- [Exercices]
• a. Recopiez un passage de l'article sur l'album The Night Siren, en partant de « Car oui : le » et en allant jusqu'à « nous connaissons aujourd’hui. ».
• b. D'après l'article sur l'album The Night Siren, quel morceau ouvre l'album ?
• c. Écrivez la suite de l'article sur l'album The Night Siren, à partir de sa dernière phrase.

- [Page]
--*--
La sirène, créature mythologique hybride, mi-femme, mi-oiseau (tradition antique), ou à queue de poisson (tradition médiévale), au symbolisme fort, représentant la dualité du monde, au caractère à la fois séducteur et ensorceleur, mais démoniaque et sanguinaire. The Night Siren est un avertissement des temps sombres qui pourraient nous acculer si l’humanité choisissait d’emprunter la voie des politiques nationalistes et xénophobes.

Car oui : le thème général du disque a des connotations sociales et politiques fortes et signifiantes, particulièrement en regard des temps divisés, instables et très imprévisibles que nous connaissons aujourd’hui.

Ouvrant l’album avec ses arrangements de cordes flirtant avec des sonorités orientales, et une solide fondation rythmique résolument heavy, Behind the Smoke est une création colérique qui place les pions sur l’échiquier. Les paroles font allusion aux réfugiés déracinés de leur foyer pour fuir la guerre dans un pays déchiré, ainsi qu’aux intérêts vénaux des leaders politiques de ce monde qui n’ambitionnent qu’à atteindre leurs desseins nationalistes.

Il existe en dépit de cela un message de paix qui va à l’encontre des discours extrémistes, dans l’album. Hackett propose d’adhérer aux valeurs alternatives de la camaraderie, de l’amitié, de l’association et de la compassion. L’hymnique West to East reflète ce sentiment. Ce symbole se voit renforcé par la présence vocale de Mīrā ‘Awaḍ et Kobi Farhi, deux musiciens aux racines israéliennes et arabes. Steve Hackett voit ce titre comme un compagnon au dramatique Behind the Smoke, dont les paroles ont été inspirées par sa femme. Behind the smoke is black, ou, selon Hackett, « la conscience que nos ancêtres, il n’y a pas si longtemps, étaient victimes de massacres dans l’Est [NdlA : massacre de Damas, en 1960, au cours duquel de nombreux chrétiens furent exécutés par des musulmans]. Il semble y avoir une quantité importante de similitudes avec ce qui se passe à l’heure actuelle. Les guerres sont différentes, mais la base était la même – l’idée d’intolérance, le préjudice, et le sentiment de xénophobie. »

La direction musicale que prend l’album est fortement liée au sujet puisqu’il s’agit de l’un des albums les plus interculturels de Steve Hackett : le guitariste a sollicité l’aide d’une vingtaine de musiciens venant d’Israël et de Palestine, d’Islande, de Hongrie, des Etats Unis, du Royaume Uni et d’Azerbaïdjan.
--*--
- [Liste]
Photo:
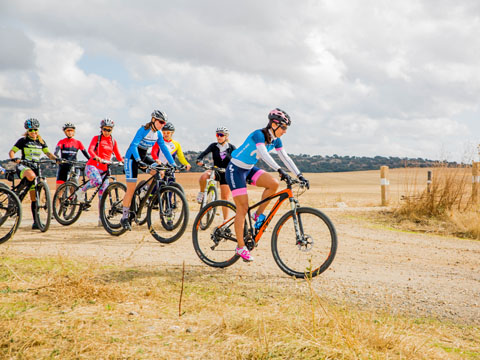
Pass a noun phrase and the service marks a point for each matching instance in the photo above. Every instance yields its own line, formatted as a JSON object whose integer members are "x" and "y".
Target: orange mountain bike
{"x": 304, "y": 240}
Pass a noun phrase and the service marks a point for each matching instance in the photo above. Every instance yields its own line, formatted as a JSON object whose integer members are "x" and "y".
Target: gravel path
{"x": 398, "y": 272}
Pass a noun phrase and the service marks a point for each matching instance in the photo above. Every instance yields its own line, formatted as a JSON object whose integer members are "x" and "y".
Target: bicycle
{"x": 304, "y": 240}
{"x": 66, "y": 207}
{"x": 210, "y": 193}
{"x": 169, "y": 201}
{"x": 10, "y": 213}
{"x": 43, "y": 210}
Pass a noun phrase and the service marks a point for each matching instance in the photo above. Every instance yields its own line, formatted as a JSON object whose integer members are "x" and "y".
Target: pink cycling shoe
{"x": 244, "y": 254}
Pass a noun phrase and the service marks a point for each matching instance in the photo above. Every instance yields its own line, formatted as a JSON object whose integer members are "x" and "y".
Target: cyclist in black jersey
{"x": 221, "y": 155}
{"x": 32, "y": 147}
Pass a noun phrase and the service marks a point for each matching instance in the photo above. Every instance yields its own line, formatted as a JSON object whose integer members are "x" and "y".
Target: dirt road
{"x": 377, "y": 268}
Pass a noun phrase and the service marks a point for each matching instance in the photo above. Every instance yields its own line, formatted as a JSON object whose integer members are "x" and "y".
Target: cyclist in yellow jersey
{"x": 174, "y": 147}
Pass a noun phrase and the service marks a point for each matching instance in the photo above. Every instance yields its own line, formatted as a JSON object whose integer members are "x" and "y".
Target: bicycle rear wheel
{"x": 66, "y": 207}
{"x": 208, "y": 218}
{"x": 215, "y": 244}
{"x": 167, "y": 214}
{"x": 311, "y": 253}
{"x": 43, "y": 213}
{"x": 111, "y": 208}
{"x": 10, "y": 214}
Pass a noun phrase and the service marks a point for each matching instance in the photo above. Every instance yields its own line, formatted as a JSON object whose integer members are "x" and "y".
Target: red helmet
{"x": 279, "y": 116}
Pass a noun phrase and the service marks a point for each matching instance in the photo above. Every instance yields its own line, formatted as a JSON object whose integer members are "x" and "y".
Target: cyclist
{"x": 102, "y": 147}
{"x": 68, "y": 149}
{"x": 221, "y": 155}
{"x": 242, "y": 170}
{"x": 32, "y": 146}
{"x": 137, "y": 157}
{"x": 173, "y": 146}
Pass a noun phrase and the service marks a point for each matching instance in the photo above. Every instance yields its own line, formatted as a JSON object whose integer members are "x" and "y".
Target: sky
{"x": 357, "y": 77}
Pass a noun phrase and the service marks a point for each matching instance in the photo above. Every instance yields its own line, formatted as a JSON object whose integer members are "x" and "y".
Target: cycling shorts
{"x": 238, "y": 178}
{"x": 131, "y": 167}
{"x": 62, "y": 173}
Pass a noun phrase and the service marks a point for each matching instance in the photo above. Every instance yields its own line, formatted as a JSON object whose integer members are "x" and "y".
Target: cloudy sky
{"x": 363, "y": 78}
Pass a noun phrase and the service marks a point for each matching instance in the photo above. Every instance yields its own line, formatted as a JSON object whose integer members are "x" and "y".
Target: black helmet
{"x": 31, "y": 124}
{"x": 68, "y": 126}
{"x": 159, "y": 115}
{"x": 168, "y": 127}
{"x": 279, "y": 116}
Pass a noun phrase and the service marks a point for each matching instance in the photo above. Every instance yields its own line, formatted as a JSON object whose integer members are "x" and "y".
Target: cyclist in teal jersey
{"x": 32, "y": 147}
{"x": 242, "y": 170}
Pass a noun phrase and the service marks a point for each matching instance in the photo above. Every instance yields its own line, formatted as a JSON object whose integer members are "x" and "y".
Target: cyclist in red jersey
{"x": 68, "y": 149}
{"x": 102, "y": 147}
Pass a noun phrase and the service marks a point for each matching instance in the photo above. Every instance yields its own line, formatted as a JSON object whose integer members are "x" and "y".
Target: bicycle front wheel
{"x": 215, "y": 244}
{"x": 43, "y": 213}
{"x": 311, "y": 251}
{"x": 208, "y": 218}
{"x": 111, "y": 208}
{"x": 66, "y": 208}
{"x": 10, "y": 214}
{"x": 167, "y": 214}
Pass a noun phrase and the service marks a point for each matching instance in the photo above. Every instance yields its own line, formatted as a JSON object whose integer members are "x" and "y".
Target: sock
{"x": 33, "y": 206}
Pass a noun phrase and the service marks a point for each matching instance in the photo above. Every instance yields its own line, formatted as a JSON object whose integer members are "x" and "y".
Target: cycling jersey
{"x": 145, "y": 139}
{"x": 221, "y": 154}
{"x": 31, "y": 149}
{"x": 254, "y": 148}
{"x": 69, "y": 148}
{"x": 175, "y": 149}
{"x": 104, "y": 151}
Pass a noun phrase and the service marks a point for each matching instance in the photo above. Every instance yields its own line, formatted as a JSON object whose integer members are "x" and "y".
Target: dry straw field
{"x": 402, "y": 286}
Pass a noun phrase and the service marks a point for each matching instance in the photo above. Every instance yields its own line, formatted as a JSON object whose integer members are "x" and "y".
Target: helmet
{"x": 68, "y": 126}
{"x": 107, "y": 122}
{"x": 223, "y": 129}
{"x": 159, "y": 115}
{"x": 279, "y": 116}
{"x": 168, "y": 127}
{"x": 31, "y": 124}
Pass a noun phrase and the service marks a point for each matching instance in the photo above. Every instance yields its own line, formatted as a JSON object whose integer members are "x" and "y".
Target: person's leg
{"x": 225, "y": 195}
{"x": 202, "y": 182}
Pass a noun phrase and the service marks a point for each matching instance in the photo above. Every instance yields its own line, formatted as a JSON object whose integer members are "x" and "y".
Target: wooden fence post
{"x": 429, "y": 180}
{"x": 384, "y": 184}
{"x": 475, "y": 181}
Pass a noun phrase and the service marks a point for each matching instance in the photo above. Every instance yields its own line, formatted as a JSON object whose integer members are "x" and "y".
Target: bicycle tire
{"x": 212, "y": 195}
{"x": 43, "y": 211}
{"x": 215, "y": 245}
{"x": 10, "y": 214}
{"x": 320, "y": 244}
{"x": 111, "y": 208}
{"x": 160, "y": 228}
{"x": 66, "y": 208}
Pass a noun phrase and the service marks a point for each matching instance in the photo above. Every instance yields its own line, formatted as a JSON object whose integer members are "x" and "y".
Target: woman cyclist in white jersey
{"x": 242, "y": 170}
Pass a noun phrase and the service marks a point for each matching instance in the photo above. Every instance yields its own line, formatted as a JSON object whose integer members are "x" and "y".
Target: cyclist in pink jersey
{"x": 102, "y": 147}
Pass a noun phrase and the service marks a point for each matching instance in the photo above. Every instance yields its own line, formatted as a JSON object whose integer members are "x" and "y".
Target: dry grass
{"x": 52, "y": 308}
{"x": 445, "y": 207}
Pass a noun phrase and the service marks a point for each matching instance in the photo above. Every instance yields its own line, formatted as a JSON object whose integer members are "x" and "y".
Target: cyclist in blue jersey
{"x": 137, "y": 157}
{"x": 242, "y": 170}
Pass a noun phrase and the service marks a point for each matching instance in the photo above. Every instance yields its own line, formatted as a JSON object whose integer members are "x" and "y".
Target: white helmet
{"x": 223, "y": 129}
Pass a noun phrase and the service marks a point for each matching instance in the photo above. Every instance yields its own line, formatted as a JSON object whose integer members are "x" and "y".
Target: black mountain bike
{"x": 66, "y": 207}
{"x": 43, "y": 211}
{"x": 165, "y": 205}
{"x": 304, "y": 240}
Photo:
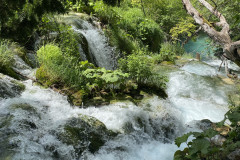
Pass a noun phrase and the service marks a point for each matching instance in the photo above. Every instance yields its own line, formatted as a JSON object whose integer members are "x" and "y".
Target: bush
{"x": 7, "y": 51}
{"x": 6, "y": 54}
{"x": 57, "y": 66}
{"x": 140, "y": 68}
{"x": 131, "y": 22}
--*--
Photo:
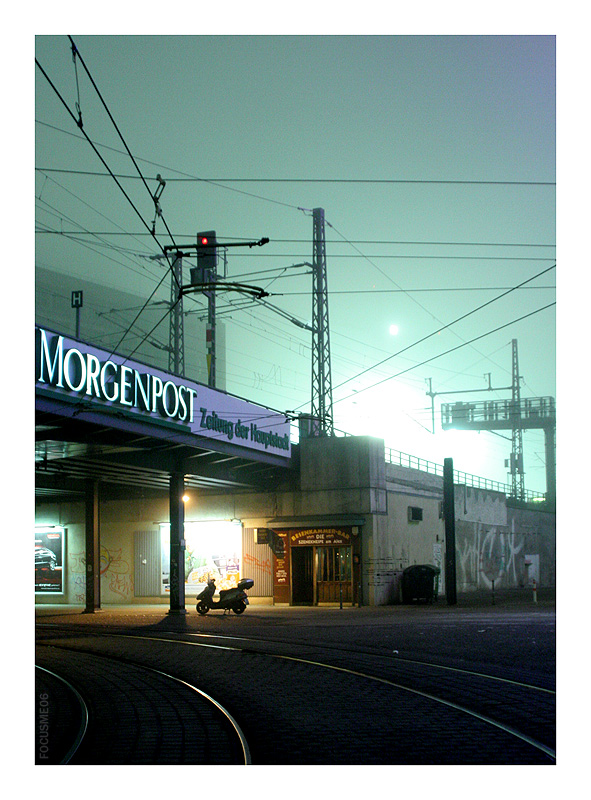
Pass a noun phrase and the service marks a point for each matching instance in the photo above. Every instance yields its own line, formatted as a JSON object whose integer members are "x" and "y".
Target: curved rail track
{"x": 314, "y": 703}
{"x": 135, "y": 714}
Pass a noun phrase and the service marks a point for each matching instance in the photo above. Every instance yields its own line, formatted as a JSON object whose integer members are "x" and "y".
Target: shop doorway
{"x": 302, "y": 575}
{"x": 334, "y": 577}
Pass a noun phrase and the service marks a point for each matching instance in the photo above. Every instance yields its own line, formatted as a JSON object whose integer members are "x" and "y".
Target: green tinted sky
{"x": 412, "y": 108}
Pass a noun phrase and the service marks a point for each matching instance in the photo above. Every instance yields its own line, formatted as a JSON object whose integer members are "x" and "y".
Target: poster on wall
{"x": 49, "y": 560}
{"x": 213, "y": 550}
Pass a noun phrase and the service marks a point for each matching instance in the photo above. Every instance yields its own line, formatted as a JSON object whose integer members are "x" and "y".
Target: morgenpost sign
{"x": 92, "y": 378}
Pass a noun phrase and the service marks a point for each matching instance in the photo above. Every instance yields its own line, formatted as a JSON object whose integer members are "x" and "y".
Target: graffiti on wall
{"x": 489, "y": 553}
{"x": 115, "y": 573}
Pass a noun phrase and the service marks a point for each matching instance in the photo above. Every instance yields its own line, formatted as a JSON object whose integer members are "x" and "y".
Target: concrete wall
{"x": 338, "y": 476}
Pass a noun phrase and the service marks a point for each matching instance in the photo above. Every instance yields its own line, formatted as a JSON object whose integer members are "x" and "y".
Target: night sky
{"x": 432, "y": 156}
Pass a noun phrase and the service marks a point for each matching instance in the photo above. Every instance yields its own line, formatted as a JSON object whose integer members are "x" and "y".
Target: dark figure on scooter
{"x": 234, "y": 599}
--*--
- [Réponses]
• a.
Car oui : le thème général du disque a des connotations sociales et politiques fortes et signifiantes, particulièrement en regard des temps divisés, instables et très imprévisibles que nous connaissons aujourd’hui.

• b. C'est Behind the Smoke qui ouvre l'album.

• c.
Ces « Nations Unies » de musiciens est aussi ce qui fait de The Night Siren un album très spécial. Plus qu’un « simple » album rock, il s’agit d’une proclamation orchestrale de world music. Aucune frontière. Les accents orientaux (Behind the Smoke), les passages indiens (Martian Sea), les ambiances d’Amérique du Sud (Inca Terra), ou les sons celtiques offrent une palette de couleurs parfois étonnantes (Fifty Miles From the North Pole).

Si ces éléments de world music sont apparents, The Night Siren ne tourne pas le dos au style progressif de Hackett. Les amoureux des ballades impressionnistes ne sont pas oubliés (The Other Side of the Wall), ni les amateurs du style flamenco (Anything but Love et son euphorique caméo d’harmonica aux couleurs bluesy !), ou encore des titres comme le vertigineux The Gift qui clôture l’album : toutes ces pistes raviront les fans de la première heure.

Ce désir de ne pas enfermer ses compositions dans un style particulier est selon moi la réelle clé du succès de cet album. Il est protéiforme… ça tournoie et ça bouge sans cesse ! Mais rien ne semble étranger à l’ensemble. Comme s’il existait un équilibre fondamental entre chacune des influences qui a contribué à l’élaboration de ce disque. The Night Siren atteste que, encore aujourd’hui, la créativité sans frontière de Steve Hackett a encore quelques surprises à nous réserver.